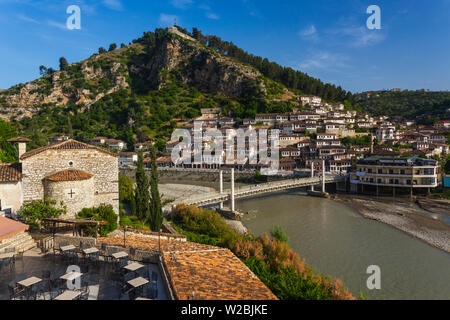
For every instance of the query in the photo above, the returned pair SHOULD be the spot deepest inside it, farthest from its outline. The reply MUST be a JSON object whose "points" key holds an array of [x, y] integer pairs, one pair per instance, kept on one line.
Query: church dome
{"points": [[69, 175]]}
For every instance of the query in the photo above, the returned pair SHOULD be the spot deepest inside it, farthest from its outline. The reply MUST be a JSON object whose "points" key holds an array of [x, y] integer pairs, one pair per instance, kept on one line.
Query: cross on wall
{"points": [[71, 193]]}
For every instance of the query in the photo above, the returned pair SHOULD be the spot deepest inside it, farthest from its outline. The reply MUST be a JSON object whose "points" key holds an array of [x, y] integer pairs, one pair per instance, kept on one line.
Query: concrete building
{"points": [[390, 173]]}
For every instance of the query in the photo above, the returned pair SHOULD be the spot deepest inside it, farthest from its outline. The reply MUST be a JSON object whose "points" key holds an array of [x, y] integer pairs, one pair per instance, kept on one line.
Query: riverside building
{"points": [[382, 175]]}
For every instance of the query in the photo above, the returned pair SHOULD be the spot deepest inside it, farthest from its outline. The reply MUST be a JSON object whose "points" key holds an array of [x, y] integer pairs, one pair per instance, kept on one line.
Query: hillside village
{"points": [[318, 131]]}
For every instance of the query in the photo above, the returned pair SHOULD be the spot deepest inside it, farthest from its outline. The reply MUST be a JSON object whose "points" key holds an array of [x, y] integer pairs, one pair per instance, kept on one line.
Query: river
{"points": [[337, 241]]}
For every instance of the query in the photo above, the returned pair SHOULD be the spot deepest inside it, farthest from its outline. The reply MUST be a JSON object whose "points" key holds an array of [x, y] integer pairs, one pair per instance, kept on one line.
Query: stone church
{"points": [[73, 173]]}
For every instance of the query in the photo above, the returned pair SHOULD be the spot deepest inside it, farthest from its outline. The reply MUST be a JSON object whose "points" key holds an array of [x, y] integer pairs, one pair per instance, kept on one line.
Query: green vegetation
{"points": [[271, 259], [7, 151], [428, 106], [155, 218], [33, 212], [102, 213], [289, 77], [142, 192]]}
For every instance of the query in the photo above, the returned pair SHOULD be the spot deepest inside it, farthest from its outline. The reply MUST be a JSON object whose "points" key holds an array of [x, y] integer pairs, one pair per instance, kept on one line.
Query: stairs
{"points": [[21, 241]]}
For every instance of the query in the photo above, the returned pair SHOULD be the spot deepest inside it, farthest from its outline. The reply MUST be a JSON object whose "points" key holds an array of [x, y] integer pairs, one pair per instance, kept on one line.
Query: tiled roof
{"points": [[9, 228], [213, 275], [210, 272], [65, 145], [10, 172], [19, 139], [69, 175]]}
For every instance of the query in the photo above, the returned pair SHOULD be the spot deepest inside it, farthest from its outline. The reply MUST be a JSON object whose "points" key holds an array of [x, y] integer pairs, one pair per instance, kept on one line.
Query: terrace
{"points": [[80, 273]]}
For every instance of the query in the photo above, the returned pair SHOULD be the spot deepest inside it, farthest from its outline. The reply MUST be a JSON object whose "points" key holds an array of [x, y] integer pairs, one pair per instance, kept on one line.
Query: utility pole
{"points": [[323, 176], [232, 190], [221, 186]]}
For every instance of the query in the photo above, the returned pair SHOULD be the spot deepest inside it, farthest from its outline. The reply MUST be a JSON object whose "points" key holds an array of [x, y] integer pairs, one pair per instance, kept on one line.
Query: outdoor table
{"points": [[119, 255], [29, 282], [68, 248], [133, 266], [71, 276], [68, 295], [90, 251], [138, 282], [8, 255]]}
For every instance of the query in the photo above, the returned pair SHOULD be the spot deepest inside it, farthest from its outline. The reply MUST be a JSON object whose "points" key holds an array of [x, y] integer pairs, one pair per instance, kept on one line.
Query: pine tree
{"points": [[63, 63], [69, 127], [156, 217], [142, 192]]}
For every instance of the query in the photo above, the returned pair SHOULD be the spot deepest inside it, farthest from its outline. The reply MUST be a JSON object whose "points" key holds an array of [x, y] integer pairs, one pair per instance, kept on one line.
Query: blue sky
{"points": [[327, 39]]}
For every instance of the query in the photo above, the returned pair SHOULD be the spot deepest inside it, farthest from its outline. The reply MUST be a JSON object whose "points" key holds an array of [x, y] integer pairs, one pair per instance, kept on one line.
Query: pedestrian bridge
{"points": [[249, 191]]}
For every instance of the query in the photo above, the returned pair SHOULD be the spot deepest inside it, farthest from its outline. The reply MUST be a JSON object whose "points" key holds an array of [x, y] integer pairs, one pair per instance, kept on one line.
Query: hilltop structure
{"points": [[75, 174]]}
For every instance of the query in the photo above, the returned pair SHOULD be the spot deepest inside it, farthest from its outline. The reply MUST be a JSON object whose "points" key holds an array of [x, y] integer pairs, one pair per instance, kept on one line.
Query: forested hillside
{"points": [[427, 106], [139, 91]]}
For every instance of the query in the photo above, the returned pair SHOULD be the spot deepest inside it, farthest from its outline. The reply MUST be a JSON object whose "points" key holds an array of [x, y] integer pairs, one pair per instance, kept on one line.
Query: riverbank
{"points": [[407, 216]]}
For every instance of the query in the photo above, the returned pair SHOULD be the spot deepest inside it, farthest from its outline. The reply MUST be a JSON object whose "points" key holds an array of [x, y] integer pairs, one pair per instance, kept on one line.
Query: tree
{"points": [[126, 188], [156, 217], [112, 47], [69, 126], [7, 151], [43, 71], [63, 63], [142, 192], [102, 213], [35, 211]]}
::::
Copy the listing in full and without alteration, omitting every picture.

For every instance of the query in the photo above, the returned pair SHOULD be the spot deepest inside it, farthest from its outline. The reply MUST be a JSON object whose "points" key holds an array of [x, y] integer pairs, one pair per instance, kept on one line.
Query: church dome
{"points": [[69, 175]]}
For every instance of the query in the photo above, the returned pair SHOULD be the spot deepest inside it, farthest from its outline. The reply MUST be a JSON object whose "points" key holds an array of [x, y] integer pairs, one pair per instance, kept on one line.
Query: cross on wall
{"points": [[71, 193]]}
For every instance of the query in the photo above, the returned pair SHOULD be the spot deepest inside it, farthest from its outline. The reply MUST be a JSON object whose "points" key holds an array of [x, y] integer pairs, one pair per instance, kept on one line.
Query: concrete building
{"points": [[390, 173]]}
For every instance of the query in the photo above, the returned pair SHOULD be the spot deepest inside it, farthest from its outline. The reply MUST be a JSON object whose "points" key holds an array of [x, y] integer pairs, one pair per instance, kept on one line.
Query: riverside building
{"points": [[382, 175]]}
For every instance of the query in the photo above, the returned pair SHOULD be the spot deepest inside it, farthest from its outline. The reply MUST be a JSON object whose "points" key holds an array of [x, y] integer pairs, one pair per instance, kept on one line.
Query: hillside village
{"points": [[318, 131]]}
For every instance of the query in the photo above, the returned pair SHOULD be the spot deepest inside it, farthest from its outline. The reply MUST be a JSON object whose "points" key holds an array of [x, y] integer pairs, one pair per instance, kept on one line.
Query: river
{"points": [[337, 241]]}
For every instance of the query in the photo above, the returned pair SHOULD be the spot deepest inside it, farthest from its outline. The reply MUST be a JSON object whose "points" key holds an array of [x, y] integer pairs, one pair per instance, kept on one line.
Query: stone church
{"points": [[73, 173]]}
For every instance of the query in the photo above, the returned pair SHOULD be the spot deepest inside it, farthest from its outline. The reply MUST be a JSON object whose "points" key holds an array of [x, y] integer pairs, one pair per instance, kept on one line.
Query: green vegetation
{"points": [[271, 259], [7, 151], [428, 106], [155, 218], [33, 212], [102, 213], [289, 77], [142, 192]]}
For every instance of the query in the photo above, the returned pair SHOULD be the spot deepest inside it, farthest from its outline. The reply MUST be a JSON object whose "points" key holds an array of [x, y] integer pairs, one pair per instance, kept on one line.
Query: stairs
{"points": [[21, 241]]}
For every instance of the query in the photo above, the returned pair SHOULD be the spot deepest inside it, farthest from its outline. The reply MUST be a JSON object whose "points" key holds an array of [x, y] integer pairs, one pair per instance, kept on one line.
Query: tiled roof
{"points": [[9, 228], [213, 275], [210, 272], [65, 145], [10, 172], [19, 139], [69, 175]]}
For every instance of the query in the photo above, the returned pair SHOULD be the spot deepest inside it, farthest from its outline. The reply MUST be a JSON object whose "points" key holds an array of [x, y] integer pairs, one pair per instance, kept on one line.
Query: terrace
{"points": [[80, 273]]}
For every instance of the query in the photo above, the returned pair SHOULD be the spot deepest inside it, farthest from its outline. The reply MUST be a JSON object whose "points" key holds an array of [x, y] integer pairs, one pair per instance, kept on one line.
Query: utility pole
{"points": [[323, 176], [232, 190], [221, 186]]}
For every instance of the query in the photo above, the returned pair SHOULD be the spot deepest inside it, farthest from its outline. The reply MUST be a JSON object whose "points" key holds an array of [x, y] integer pairs, one pair per instance, kept on one line.
Query: outdoor table
{"points": [[119, 255], [29, 282], [68, 248], [133, 266], [71, 276], [68, 295], [90, 251], [138, 282], [8, 255]]}
For every instance of the query in the photo above, the returned pair SHOULD be the spot deepest inside it, farthest from its outline. The reply MUST be a JSON object whose "points" key holds an array of [x, y] integer pairs, one pair per instance, kept on one line.
Query: pine tree
{"points": [[63, 63], [69, 127], [156, 217], [142, 192]]}
For every instance of the query in the photo above, the returned pair SHOULD be the spot deepest inside it, farthest from its outline. The reply MUST be a JSON object whose "points" key holds an array of [x, y] integer pairs, one pair per instance, kept on one line.
Query: blue sky
{"points": [[327, 39]]}
For every instance of the query in the photo above, the returned pair SHOULD be the spot deepest inside it, farthest from its outline. The reply MUST be a JSON object whose "points" key holds an array of [x, y] integer pairs, one pair per instance, kept on one line.
Query: pedestrian bridge
{"points": [[249, 191]]}
For every instance of the query in the photo above, the returned pair SHOULD be the spot deepest inside it, farthest from its outline. The reply MUST be a JSON object whose "points" key holds an array of [x, y] integer pairs, one pair per instance, kept on one line.
Query: hilltop structure
{"points": [[75, 174]]}
For every instance of the query in the photo above, the returned pair SHOULD be the spot deepest inside it, farthest from its outline. The reply MUST be a JSON object whose "points" key holds an array of [x, y] integer pairs, one pair per instance, kept on one line.
Query: forested hillside
{"points": [[427, 106], [139, 91]]}
For every instance of the query in the photo above, the returned pair SHOULD be the spot deepest inside it, farthest from its outline. The reply MUST be a JSON object whose "points" key holds an array of [x, y] integer pairs, one pair per instance, kept on one line.
Query: riverbank
{"points": [[407, 216]]}
For every instance of the query in the photo above, the returned pair SHOULD be the spot deepest inside it, farthest from its outline. The reply MUST be a JSON object whose "points" key holds an array of [x, y] integer pairs, one pair per instance, kept on one line.
Query: tree
{"points": [[126, 188], [156, 217], [112, 47], [69, 126], [7, 151], [43, 71], [63, 63], [142, 192], [102, 213], [35, 211]]}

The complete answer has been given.